# Exercise
Entries must be copied exactly, with nothing left out.
━━━━━ Data for analysis ━━━━━
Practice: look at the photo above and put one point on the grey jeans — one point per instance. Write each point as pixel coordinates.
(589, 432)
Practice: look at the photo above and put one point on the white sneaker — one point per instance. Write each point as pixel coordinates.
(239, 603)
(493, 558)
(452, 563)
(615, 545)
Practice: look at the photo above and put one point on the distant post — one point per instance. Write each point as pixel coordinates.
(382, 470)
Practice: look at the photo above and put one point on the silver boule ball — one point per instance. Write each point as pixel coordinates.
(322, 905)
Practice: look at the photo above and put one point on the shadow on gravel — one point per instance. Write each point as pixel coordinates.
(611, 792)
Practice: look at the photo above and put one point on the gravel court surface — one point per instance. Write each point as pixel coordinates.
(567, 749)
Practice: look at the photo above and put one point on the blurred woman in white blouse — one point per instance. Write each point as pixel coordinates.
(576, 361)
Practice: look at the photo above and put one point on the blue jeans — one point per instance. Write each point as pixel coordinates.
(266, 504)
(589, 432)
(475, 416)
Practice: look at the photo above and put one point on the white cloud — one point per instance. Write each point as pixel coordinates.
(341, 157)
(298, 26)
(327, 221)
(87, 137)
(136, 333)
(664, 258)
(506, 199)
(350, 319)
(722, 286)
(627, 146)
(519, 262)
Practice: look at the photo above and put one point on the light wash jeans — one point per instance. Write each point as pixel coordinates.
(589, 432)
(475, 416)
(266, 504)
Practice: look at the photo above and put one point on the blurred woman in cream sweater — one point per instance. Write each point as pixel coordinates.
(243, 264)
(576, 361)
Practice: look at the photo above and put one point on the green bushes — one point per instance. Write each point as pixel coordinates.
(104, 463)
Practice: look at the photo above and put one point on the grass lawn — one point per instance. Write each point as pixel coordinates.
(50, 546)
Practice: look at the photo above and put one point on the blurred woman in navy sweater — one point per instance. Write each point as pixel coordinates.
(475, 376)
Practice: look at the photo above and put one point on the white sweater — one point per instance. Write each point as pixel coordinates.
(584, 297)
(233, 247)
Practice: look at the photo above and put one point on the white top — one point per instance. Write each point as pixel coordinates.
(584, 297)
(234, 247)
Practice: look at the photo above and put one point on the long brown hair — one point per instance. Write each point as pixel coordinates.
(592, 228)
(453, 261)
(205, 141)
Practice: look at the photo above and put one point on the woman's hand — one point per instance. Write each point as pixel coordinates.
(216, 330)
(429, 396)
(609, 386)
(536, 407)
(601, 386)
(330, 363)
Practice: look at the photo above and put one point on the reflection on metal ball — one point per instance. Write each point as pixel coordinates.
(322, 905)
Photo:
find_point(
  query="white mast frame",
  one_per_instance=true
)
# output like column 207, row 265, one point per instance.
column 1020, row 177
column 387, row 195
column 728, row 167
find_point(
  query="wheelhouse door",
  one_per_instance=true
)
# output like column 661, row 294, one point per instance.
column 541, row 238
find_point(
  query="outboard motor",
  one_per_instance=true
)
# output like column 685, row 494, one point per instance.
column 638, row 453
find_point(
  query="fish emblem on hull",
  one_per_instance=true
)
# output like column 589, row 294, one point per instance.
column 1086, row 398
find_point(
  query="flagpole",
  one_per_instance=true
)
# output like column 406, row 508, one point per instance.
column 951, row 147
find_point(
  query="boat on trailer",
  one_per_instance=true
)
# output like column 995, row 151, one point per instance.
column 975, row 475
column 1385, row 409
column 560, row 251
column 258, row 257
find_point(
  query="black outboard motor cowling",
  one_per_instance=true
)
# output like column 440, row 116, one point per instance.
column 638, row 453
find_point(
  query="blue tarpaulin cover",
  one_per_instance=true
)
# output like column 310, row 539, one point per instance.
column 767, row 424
━━━━━
# Exercise answer
Practice: look at the photo above and put one point on the grey jeans — one point per instance. Write each point as pixel coordinates.
(589, 432)
Practice: look at the photo above and put one point on the white sneaker — one point per instance. Write each point as pixel coordinates.
(239, 603)
(493, 558)
(452, 563)
(615, 545)
Practice: look at the photo above and put one point on the distant post — one point per instance. Write each point as pixel coordinates.
(382, 470)
Practice: look at the photo above and put one point on the silver boule ball — one point per instance. Write each point as pixel coordinates.
(322, 905)
Practice: look at the photo above and put one point on the shadow on gravel — one point per instance. Write each point as pixel coordinates.
(611, 792)
Practice: look at the photo above and put one point on the gravel court surface — one point per instance. Write each point as pixel coordinates.
(567, 749)
Practice: look at the photo above and put one point on the blurred woman in white blouse — one point per instance. Write each point as pixel coordinates.
(576, 361)
Practice: look at the photo above and put one point on the blue jeans — one point per instance. Write each point as pixel coordinates.
(266, 504)
(589, 432)
(475, 416)
Practice: look at the photo above and put one point on the white cloud — one point per instance. Write each point as pixel coordinates.
(341, 157)
(298, 26)
(327, 221)
(87, 137)
(136, 333)
(664, 258)
(506, 199)
(350, 319)
(722, 286)
(627, 146)
(519, 262)
Practice: look at the photo above and put one point on the light wash jeans — one point per instance. Write each point as pixel coordinates.
(589, 432)
(475, 416)
(266, 504)
Practice: look at the photo above and put one point on the blurred woman in cream sweater — one point per instance. Write each point as pixel coordinates.
(243, 264)
(576, 361)
Practice: look at the photo above and put one point on the green bushes — one point per instance. Write each point as pixel coordinates.
(104, 463)
Practice: look at the photo above and put one point on the grass lawn — one point per instance. Write each point as pixel coordinates.
(50, 546)
Practice: look at the photo above and put one point on the blurred woman in navy sweater — one point per instance. Write each point as pixel coordinates.
(475, 376)
Practice: look at the photo above and put one point on the white sweater — one point per instance. Write each point as pixel coordinates.
(584, 297)
(233, 247)
Practice: look at the photo above and put one point on the white top — one point per instance. Write each point as pixel coordinates.
(584, 297)
(234, 247)
Practice: look at the photo above and put one point on the long brown hair — one point per instance. Write each point as pixel coordinates.
(592, 228)
(453, 261)
(205, 141)
Practice: look at the photo above and put one point on the woman's hand — one point per instance. Write each point as pixel coordinates.
(216, 330)
(429, 396)
(609, 386)
(536, 407)
(601, 386)
(330, 363)
Practice: look at the photo above and put one point on the reflection on metal ball — one point per instance. Write each point as pixel coordinates.
(322, 905)
Photo:
find_point(
  query="white mast frame",
  one_per_instance=true
)
# output like column 207, row 265, one point per instance.
column 1020, row 177
column 387, row 195
column 728, row 167
find_point(
  query="wheelhouse door",
  one_per_instance=true
)
# output like column 661, row 294, one point per instance.
column 541, row 238
find_point(
  query="outboard motor",
  one_per_instance=true
)
# output like column 685, row 494, one point per instance.
column 638, row 453
find_point(
  query="fish emblem on hull",
  one_per_instance=true
)
# output like column 589, row 294, one point per instance.
column 1086, row 398
find_point(
  query="flagpole",
  one_per_instance=true
)
# output like column 406, row 508, one point per instance.
column 951, row 147
find_point(
  query="boat on trailer",
  one_per_instance=true
)
# output like column 995, row 151, one point per instance.
column 975, row 475
column 1385, row 409
column 560, row 251
column 258, row 257
find_point(
  query="black outboard motor cowling",
  one_per_instance=true
)
# output like column 440, row 116, one point per instance.
column 638, row 453
find_point(
  query="blue tarpaulin cover",
  one_per_instance=true
)
# output like column 310, row 539, one point per instance.
column 767, row 424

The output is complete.